▸ Set problem
Please give the listing below as a numbered list of its lines, leaving out the blank ones.

[Start]

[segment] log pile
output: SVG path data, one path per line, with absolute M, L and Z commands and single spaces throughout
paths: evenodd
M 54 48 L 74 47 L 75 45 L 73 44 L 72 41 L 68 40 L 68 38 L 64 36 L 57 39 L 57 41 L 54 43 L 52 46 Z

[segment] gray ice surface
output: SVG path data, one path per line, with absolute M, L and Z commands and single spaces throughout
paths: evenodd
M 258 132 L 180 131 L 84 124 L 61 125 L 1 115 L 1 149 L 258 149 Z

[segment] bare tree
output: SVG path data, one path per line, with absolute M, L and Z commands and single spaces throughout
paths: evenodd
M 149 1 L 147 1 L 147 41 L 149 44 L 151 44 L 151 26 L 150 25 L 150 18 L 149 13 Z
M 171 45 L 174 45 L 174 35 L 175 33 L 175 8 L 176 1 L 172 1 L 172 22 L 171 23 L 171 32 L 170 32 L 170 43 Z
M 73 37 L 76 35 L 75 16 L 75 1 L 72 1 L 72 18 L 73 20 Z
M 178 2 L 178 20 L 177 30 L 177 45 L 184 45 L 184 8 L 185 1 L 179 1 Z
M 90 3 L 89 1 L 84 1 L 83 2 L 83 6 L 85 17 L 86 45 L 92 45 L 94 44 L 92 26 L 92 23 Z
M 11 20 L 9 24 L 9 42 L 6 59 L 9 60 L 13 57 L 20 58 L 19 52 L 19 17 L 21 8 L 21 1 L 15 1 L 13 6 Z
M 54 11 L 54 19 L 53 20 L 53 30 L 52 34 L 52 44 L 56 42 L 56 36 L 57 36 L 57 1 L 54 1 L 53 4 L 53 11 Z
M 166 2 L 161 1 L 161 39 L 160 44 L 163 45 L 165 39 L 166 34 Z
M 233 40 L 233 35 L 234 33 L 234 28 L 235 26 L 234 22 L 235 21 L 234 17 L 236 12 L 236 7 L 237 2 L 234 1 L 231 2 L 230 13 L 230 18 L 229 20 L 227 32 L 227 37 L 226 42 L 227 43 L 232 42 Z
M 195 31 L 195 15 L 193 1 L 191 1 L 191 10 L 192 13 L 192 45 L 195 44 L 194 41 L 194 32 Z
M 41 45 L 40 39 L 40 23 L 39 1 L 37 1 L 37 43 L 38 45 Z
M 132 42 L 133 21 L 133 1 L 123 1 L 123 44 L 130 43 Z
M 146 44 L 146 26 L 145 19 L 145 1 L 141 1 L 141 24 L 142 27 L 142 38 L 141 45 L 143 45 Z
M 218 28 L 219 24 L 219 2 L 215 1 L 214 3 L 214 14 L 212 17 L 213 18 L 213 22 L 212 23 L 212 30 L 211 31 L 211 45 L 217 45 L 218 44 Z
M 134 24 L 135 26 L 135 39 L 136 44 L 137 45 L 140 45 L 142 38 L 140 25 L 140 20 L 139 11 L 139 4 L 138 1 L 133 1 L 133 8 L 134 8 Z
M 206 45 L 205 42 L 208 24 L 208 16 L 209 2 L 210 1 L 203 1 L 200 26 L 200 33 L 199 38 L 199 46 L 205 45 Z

[End]

▸ Answer to this exercise
1. [segment] log pile
2. output: SVG path data, one path per line, with absolute M, L and Z commands and single spaces throughout
3. paths: evenodd
4. M 54 48 L 74 47 L 75 45 L 73 44 L 72 41 L 68 40 L 68 38 L 64 36 L 57 39 L 57 41 L 54 43 L 52 46 Z
5. [segment] gray ice surface
6. output: SVG path data, one path per line, with absolute M, L and Z commands and single spaces throughout
7. paths: evenodd
8. M 258 132 L 180 131 L 84 124 L 61 125 L 1 115 L 1 149 L 258 149 Z
9. [segment] bare tree
10. output: SVG path data, one path per line, with absolute M, L and Z commands and single spaces throughout
11. paths: evenodd
12. M 149 1 L 147 1 L 147 41 L 149 44 L 151 44 L 151 26 L 150 25 L 150 18 L 149 13 Z
13. M 171 45 L 174 45 L 174 35 L 175 33 L 175 8 L 176 1 L 172 1 L 172 22 L 171 23 L 171 32 L 170 32 L 170 43 Z
14. M 73 37 L 76 35 L 75 16 L 75 1 L 72 1 L 72 18 L 73 20 Z
15. M 178 2 L 178 20 L 177 30 L 177 45 L 184 45 L 184 8 L 185 1 L 179 1 Z
16. M 90 3 L 89 1 L 84 1 L 83 2 L 83 6 L 85 17 L 86 45 L 92 45 L 94 44 L 92 26 L 92 23 Z
17. M 11 20 L 9 24 L 9 42 L 6 59 L 9 60 L 13 57 L 20 58 L 19 52 L 19 17 L 21 8 L 21 1 L 15 1 L 13 6 Z
18. M 54 11 L 54 19 L 53 20 L 53 30 L 52 34 L 52 44 L 56 42 L 56 36 L 57 36 L 57 1 L 54 1 L 53 4 L 53 11 Z
19. M 166 2 L 161 1 L 161 39 L 160 44 L 163 45 L 165 39 L 166 34 Z
20. M 233 40 L 233 35 L 234 33 L 234 28 L 235 26 L 234 22 L 235 21 L 234 17 L 236 12 L 236 7 L 237 2 L 234 1 L 231 2 L 230 13 L 230 18 L 229 20 L 227 32 L 227 37 L 226 42 L 227 43 L 232 42 Z
21. M 195 31 L 195 15 L 193 1 L 191 1 L 191 10 L 192 13 L 192 45 L 195 44 L 194 41 L 194 32 Z
22. M 41 45 L 40 39 L 40 23 L 39 1 L 37 1 L 37 43 L 38 45 Z
23. M 132 42 L 133 21 L 133 1 L 123 1 L 123 44 L 130 43 Z
24. M 146 44 L 146 26 L 145 19 L 145 1 L 141 1 L 141 24 L 142 27 L 142 38 L 141 45 L 143 45 Z
25. M 218 28 L 219 24 L 219 2 L 215 1 L 214 3 L 214 14 L 212 17 L 213 18 L 213 22 L 212 23 L 212 30 L 211 31 L 211 45 L 217 45 L 218 44 Z
26. M 134 24 L 135 26 L 135 39 L 136 44 L 137 45 L 140 45 L 142 38 L 140 25 L 140 20 L 139 11 L 139 4 L 138 1 L 133 1 L 133 8 L 134 8 Z
27. M 206 45 L 205 42 L 208 24 L 208 16 L 209 2 L 210 1 L 203 1 L 200 26 L 200 33 L 199 38 L 199 46 L 205 45 Z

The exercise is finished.